(What to work on)
Print the data exactly, leaving nothing out.

(Recorded information)
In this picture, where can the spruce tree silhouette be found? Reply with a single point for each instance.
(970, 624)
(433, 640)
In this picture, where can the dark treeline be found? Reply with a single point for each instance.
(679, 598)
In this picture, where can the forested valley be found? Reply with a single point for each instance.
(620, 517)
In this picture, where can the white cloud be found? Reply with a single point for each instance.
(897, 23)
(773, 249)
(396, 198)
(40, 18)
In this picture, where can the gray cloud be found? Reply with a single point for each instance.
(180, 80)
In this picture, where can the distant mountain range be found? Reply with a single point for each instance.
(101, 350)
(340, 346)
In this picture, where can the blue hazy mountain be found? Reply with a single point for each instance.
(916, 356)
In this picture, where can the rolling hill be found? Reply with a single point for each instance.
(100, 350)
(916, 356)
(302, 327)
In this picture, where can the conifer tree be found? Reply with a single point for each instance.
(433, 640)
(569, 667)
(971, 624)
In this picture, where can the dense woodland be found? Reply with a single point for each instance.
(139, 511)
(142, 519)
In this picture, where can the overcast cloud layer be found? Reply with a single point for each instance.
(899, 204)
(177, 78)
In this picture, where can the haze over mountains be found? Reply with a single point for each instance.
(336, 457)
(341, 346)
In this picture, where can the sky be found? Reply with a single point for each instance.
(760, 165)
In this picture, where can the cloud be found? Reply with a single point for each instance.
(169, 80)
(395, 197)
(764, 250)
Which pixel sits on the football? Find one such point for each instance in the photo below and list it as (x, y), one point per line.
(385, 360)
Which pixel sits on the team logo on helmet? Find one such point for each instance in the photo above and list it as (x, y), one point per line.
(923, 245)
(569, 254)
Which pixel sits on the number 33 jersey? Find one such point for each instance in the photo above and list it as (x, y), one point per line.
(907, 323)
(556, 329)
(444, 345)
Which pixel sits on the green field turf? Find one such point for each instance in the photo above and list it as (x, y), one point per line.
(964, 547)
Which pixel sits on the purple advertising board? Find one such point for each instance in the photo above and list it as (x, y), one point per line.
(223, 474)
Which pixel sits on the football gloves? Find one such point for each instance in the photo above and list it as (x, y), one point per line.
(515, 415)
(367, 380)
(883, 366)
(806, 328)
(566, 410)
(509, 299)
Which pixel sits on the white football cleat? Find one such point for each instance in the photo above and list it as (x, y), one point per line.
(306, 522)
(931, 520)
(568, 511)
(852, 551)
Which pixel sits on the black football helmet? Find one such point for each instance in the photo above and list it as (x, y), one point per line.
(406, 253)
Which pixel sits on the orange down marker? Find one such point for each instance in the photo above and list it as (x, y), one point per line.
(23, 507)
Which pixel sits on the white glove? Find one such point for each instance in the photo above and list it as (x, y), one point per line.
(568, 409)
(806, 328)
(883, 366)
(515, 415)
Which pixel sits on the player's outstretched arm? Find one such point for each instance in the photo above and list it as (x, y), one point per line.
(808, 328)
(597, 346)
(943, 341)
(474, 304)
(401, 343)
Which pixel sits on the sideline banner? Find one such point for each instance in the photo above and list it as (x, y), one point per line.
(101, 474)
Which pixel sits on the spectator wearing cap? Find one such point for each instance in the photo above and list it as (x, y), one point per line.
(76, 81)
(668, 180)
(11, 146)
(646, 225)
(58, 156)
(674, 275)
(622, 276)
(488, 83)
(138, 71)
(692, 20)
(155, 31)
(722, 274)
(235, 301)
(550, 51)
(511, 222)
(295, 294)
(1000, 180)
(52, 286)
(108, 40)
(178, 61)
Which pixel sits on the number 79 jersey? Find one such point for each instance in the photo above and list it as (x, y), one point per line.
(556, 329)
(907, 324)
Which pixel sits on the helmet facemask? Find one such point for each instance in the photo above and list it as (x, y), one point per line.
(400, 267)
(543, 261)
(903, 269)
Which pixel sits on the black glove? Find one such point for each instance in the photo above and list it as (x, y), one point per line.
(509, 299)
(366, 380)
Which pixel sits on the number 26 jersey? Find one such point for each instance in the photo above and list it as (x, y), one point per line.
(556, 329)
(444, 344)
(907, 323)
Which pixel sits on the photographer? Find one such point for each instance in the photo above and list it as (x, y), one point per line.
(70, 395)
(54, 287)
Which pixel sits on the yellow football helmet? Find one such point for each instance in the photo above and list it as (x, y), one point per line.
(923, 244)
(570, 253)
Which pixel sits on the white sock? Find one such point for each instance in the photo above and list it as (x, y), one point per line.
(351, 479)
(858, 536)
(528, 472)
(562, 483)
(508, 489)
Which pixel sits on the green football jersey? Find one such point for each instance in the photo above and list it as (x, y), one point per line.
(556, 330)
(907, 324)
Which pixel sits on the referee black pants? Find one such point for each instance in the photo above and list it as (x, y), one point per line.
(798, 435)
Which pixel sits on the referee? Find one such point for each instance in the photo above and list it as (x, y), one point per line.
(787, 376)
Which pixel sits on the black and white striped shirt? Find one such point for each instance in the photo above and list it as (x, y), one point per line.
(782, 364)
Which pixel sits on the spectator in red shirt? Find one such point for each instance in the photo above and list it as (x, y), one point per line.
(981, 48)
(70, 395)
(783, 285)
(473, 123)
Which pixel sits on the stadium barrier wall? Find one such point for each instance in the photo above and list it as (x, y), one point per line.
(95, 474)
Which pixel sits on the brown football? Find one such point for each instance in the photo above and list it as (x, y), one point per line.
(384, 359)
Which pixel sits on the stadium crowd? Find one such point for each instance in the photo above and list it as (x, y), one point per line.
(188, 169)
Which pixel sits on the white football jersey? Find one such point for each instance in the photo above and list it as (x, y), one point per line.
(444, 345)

(Task answer)
In this picture, where can the spruce tree silhouette be found? Reply with a single point for each instance.
(970, 624)
(433, 640)
In this picture, where can the dark treeline be found? Reply with a single point for each instance.
(679, 598)
In this picture, where can the forested valley be found? Reply with a single point for each instance.
(620, 517)
In this picture, where can the white cloud be found? Reply with a single point for each instance.
(897, 23)
(773, 249)
(396, 198)
(40, 18)
In this picture, where can the gray cloud be found? Reply with a single point for each instance.
(180, 80)
In this picture, where can the distant mountain range be found? Reply with a single point for each instance.
(101, 350)
(340, 346)
In this picture, where can the blue hazy mountain be found? Reply with a single point for each instance.
(916, 356)
In this picture, where can the rolling hill be found? Reply with a single point for each instance.
(100, 350)
(916, 356)
(302, 327)
In this picture, where can the conifer tree be found? Reply with a single point for each instance.
(433, 640)
(569, 667)
(971, 624)
In this picture, where can the dense woodland be found? Reply with a single point for each instance.
(139, 511)
(142, 519)
In this picture, where can the overcast cloud layer be found? Reply with a single point for each instance.
(899, 204)
(177, 78)
In this picture, where can the haze over mountains be found? Reply with a single point for each instance.
(336, 457)
(341, 346)
In this picture, where can the sky be found? Reply with a single point for each instance.
(760, 165)
In this picture, where can the cloud be found? Reply with a single point for each instance.
(169, 80)
(395, 197)
(764, 250)
Which pixel sits on the football? Find one such point for each instance in the photo below and list it as (x, y), one point per line.
(385, 360)
Which pixel sits on the team logo on helmet? Find one such point for each instance in the photo above and list it as (x, y), one point per line.
(923, 245)
(569, 254)
Which pixel sits on the number 33 jersey? Find one such point for each instance in the photo above and list it as (x, y), one point per line.
(907, 323)
(556, 329)
(444, 345)
Which pixel sits on the green field turf? Find one such point for each instance in the photo above and list it as (x, y), one point per line.
(964, 547)
Which pixel sits on the purple advertising board? Find one such point for each instance in the photo above and list it as (x, y), one point per line.
(223, 474)
Which pixel sits on the football gloves? Find one such point for each instance in the photo above and list it as (x, y), one point per line.
(515, 415)
(367, 380)
(883, 366)
(806, 328)
(566, 410)
(509, 299)
Which pixel sits on the white football cleat? Find one such point for each instance in the photo above and list it as (x, y), one point per line.
(306, 522)
(931, 520)
(568, 511)
(852, 551)
Which pixel sits on the black football helmet? Find one such point for each instance in the photo above and list it as (x, y), one point per line.
(406, 253)
Which pixel sits on the orange down marker? Find one such point for each instance in the photo above and list it as (x, y), one point per line.
(23, 507)
Which pixel sits on the white glove? Find one such point for each instance in the photo above and list it as (x, y), one point per line.
(568, 409)
(806, 328)
(883, 366)
(515, 415)
Which pixel sits on the player's outstretched arm? Find one such point for each instance in the photo above and list it as (x, y), one point per line.
(808, 328)
(597, 346)
(943, 341)
(474, 304)
(401, 343)
Which pixel sits on the sideline banner? Find one such point for each instance in the photo above and list it as (x, y), one point per line.
(101, 474)
Which pixel sits on the spectator wearing cap? Find one such point for each instance in the photo above and list it as (x, y), one point per line.
(76, 81)
(668, 180)
(11, 146)
(646, 225)
(58, 156)
(674, 275)
(622, 276)
(488, 83)
(138, 71)
(692, 20)
(155, 31)
(722, 274)
(235, 301)
(550, 51)
(511, 222)
(295, 294)
(1000, 180)
(52, 286)
(108, 40)
(178, 61)
Which pixel sits on the number 79 jersey? Find one such point for each instance in the photo above and list it as (x, y), one point per line.
(556, 329)
(907, 324)
Which pixel sits on the helmet facemask? Find one such point for each instance in the photo above and list it as (x, y), one point per line.
(400, 267)
(543, 261)
(903, 269)
Which pixel sits on the black glove? Find one such point for each instance in the photo above and list it as (x, y), one point per line.
(509, 299)
(366, 380)
Which pixel sits on the number 26 jersey? Find one such point for each instance in the photo above and list it as (x, y), one point per line.
(556, 329)
(444, 344)
(907, 323)
Which pixel sits on the photographer? Find one such point for each instance in the photo above and list it as (x, y), one point per line.
(70, 395)
(54, 287)
Which pixel sits on the yellow football helmet? Find one such point for each instance in the photo above and list it as (x, y), one point per line.
(923, 244)
(570, 253)
Which pixel sits on the white sock? Find one such point for each instance in the photo above and list it as (x, y), one point per line.
(351, 479)
(858, 536)
(528, 472)
(562, 483)
(508, 489)
Which pixel sits on the green football jersey? Find one such point for each instance in the photo above and list it as (x, y), one point per line.
(556, 330)
(907, 324)
Which pixel sits on the referee black pants? Find one such point for each instance in the photo above and list it as (x, y), one point per line.
(798, 435)
Which pixel sits on the referee? Find one such point for each instance in the photo above and list it as (x, y), one point per line.
(787, 376)
Which pixel sits on the black and white striped shirt? Find one such point for each instance in the photo above and list it as (x, y), one point per line.
(782, 364)
Which pixel sits on the spectator in red shirt? Find one such point for each instance in the photo above and list it as (x, y), one point per line.
(981, 48)
(70, 395)
(783, 285)
(473, 123)
Which pixel sits on the stadium barrier wall? Find one such point for each instance in the photo above and list it as (x, y), one point per line.
(95, 474)
Which pixel sits on the brown football? Find one such point for each instance in the photo above and list it as (x, y), one point per line.
(384, 359)
Which pixel sits on the stadium crowd? Find one such point for each instance in the photo above and list it as (x, y), one point per line.
(188, 169)
Which pixel sits on the white football jersey? Find one such point for each instance in the photo above and list it as (x, y), one point per line.
(444, 345)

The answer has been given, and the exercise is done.